_RECORDED DATA_.
[Start of Attachment]

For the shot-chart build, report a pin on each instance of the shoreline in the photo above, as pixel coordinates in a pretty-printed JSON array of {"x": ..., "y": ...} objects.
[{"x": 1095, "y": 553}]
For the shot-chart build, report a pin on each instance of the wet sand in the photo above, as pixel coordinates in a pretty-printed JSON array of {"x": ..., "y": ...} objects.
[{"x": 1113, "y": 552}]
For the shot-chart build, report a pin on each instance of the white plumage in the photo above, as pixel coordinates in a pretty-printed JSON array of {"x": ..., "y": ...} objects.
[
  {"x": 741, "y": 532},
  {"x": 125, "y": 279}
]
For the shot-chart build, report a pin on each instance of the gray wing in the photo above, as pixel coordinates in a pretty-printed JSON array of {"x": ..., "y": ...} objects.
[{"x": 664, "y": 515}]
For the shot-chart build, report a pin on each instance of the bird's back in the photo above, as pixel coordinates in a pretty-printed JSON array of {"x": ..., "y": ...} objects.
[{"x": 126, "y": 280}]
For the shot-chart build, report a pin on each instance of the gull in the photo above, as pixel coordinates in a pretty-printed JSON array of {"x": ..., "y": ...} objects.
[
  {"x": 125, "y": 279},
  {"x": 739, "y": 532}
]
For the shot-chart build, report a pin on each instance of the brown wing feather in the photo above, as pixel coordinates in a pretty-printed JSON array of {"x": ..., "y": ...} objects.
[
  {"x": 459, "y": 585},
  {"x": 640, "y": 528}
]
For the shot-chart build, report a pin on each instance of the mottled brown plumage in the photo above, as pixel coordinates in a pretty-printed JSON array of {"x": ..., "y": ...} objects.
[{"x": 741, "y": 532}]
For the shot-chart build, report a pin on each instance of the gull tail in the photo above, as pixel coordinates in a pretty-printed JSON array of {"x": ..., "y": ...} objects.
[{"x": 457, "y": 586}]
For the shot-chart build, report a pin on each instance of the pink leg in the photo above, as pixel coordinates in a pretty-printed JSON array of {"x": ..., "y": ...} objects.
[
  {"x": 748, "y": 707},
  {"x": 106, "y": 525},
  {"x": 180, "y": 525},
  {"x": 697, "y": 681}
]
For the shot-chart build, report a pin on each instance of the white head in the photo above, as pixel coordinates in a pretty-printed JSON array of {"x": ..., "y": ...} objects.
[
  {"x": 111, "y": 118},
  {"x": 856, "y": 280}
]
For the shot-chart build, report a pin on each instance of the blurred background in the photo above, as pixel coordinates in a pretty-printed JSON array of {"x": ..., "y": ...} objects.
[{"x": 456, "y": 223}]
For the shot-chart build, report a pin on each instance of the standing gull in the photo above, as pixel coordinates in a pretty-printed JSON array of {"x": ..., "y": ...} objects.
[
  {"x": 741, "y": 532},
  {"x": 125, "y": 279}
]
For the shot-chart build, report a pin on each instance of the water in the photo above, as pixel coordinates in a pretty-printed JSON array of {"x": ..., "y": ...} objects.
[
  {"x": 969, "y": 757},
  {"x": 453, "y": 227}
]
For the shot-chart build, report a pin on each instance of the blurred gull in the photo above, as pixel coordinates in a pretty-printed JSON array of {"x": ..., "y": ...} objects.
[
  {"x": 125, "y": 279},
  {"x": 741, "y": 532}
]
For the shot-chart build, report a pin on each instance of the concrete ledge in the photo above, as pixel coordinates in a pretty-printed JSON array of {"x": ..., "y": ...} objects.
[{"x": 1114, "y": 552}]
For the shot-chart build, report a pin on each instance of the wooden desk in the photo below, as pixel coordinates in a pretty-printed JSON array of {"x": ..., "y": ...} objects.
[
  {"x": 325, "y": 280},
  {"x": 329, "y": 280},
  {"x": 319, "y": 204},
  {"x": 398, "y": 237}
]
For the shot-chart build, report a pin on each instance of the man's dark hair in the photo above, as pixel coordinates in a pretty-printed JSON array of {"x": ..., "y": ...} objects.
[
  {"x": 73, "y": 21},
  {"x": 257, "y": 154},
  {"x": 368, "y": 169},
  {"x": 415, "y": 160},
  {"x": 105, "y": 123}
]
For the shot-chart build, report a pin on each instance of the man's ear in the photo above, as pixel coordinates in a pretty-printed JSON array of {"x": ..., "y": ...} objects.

[End of Attachment]

_TASK OBJECTIVE_.
Print the data above again, with nothing altered and nothing left out.

_PROBLEM SOLUTION_.
For the shot-chart build, report a pin on each instance of the shoreline in the photo above, as pixel coordinates in a pretty-printed JSON array of {"x": ..., "y": ...} objects.
[{"x": 1095, "y": 553}]
For the shot-chart build, report a pin on each instance of the wet sand in the photo above, as pixel coordinates in a pretty-printed JSON array of {"x": ..., "y": ...} objects.
[{"x": 1113, "y": 552}]
For the shot-chart build, report a pin on each instance of the white plumage in the photo above, as pixel coordinates in a pretty-printed JSON array of {"x": ..., "y": ...} objects.
[
  {"x": 741, "y": 532},
  {"x": 125, "y": 279}
]
For the shot-chart build, report a pin on each instance of the gray wing in the photo above, as pixel coordinates in a pretty-printed JSON array of {"x": ..., "y": ...} objects.
[{"x": 664, "y": 515}]
For the shot-chart build, report a pin on each instance of the bird's back in the photo above, as pixel coordinates in a pretty-printed JSON array of {"x": ..., "y": ...} objects.
[{"x": 126, "y": 280}]
For the shot-chart build, report a pin on each instance of the gull in the photo above, as pixel coordinates in a pretty-printed JSON array of {"x": ..., "y": ...} objects.
[
  {"x": 125, "y": 279},
  {"x": 739, "y": 532}
]
For the shot-chart build, report a pin on each instance of the brown wing feather in the photo above, as pixel coordinates in a pretty-printed JSON array of {"x": ..., "y": ...} objects.
[
  {"x": 459, "y": 585},
  {"x": 640, "y": 528}
]
For the shot-chart build, report a pin on each instance of the mottled brown plumage in the photo above, as pixel coordinates in a pretty-printed JSON array of {"x": ..., "y": ...} objects.
[{"x": 741, "y": 532}]
For the shot-chart build, report a pin on each instance of the gull tail in the photo above, as pixel coordinates in a pretty-printed JSON array of {"x": ..., "y": ...} objects.
[{"x": 457, "y": 586}]
For the shot-chart build, report a pin on each instance of the pink leg in the photo above, as pixel coordinates in a pretty-printed JSON array of {"x": ..., "y": ...} objects.
[
  {"x": 748, "y": 707},
  {"x": 106, "y": 525},
  {"x": 180, "y": 525},
  {"x": 697, "y": 681}
]
For the shot-chart build, report a pin on each instance of the white head in the photo above, as pixel coordinates in a pretty-printed JSON array of {"x": ..., "y": ...} objects.
[
  {"x": 111, "y": 118},
  {"x": 856, "y": 280}
]
For the shot-chart build, report a pin on each instance of the blurred background in the photo above, as pixel coordinates in a pretty-printed JSON array of {"x": ..., "y": ...} objects.
[{"x": 456, "y": 223}]
For the shot-chart build, report a pin on each instance of the standing gull in the photo above, as pixel coordinates in a pretty-printed JSON array of {"x": ..., "y": ...} objects.
[
  {"x": 741, "y": 532},
  {"x": 125, "y": 279}
]
For the shot-chart build, report a pin on each instance of the water in the photo above, as pixel coordinates in a pretty-printed JSON array of {"x": ..., "y": ...} objects.
[
  {"x": 969, "y": 757},
  {"x": 453, "y": 227}
]
For the shot-chart build, report a pin on each instance of the blurred gull in the photo above, as pixel coordinates in a pretty-printed JSON array of {"x": ..., "y": ...} objects.
[
  {"x": 125, "y": 279},
  {"x": 741, "y": 532}
]
For the shot-chart build, report a pin on each instance of the concrete ledge in the photo above, as pixel coordinates in a pretty-printed JSON array of {"x": ..., "y": ...} objects.
[{"x": 1114, "y": 552}]
For the shot-chart build, report a pin on each instance of the wooden desk in the photo below, as pixel coordinates in a pretty-printed JSON array of {"x": ..., "y": ...} objects.
[
  {"x": 325, "y": 280},
  {"x": 329, "y": 280},
  {"x": 319, "y": 204},
  {"x": 398, "y": 237}
]
For the shot-chart build, report a pin on each instance of the man's dark hair in the photo above, as pixel coordinates in a pretty-printed JSON array of {"x": ..., "y": ...} objects.
[
  {"x": 73, "y": 21},
  {"x": 257, "y": 154},
  {"x": 368, "y": 169},
  {"x": 415, "y": 160},
  {"x": 105, "y": 123}
]
For the shot-chart build, report a pin on each instance of the man's ear in the photo above, as pixel coordinates in a pretty-printed JSON array of {"x": ..., "y": ...} objects.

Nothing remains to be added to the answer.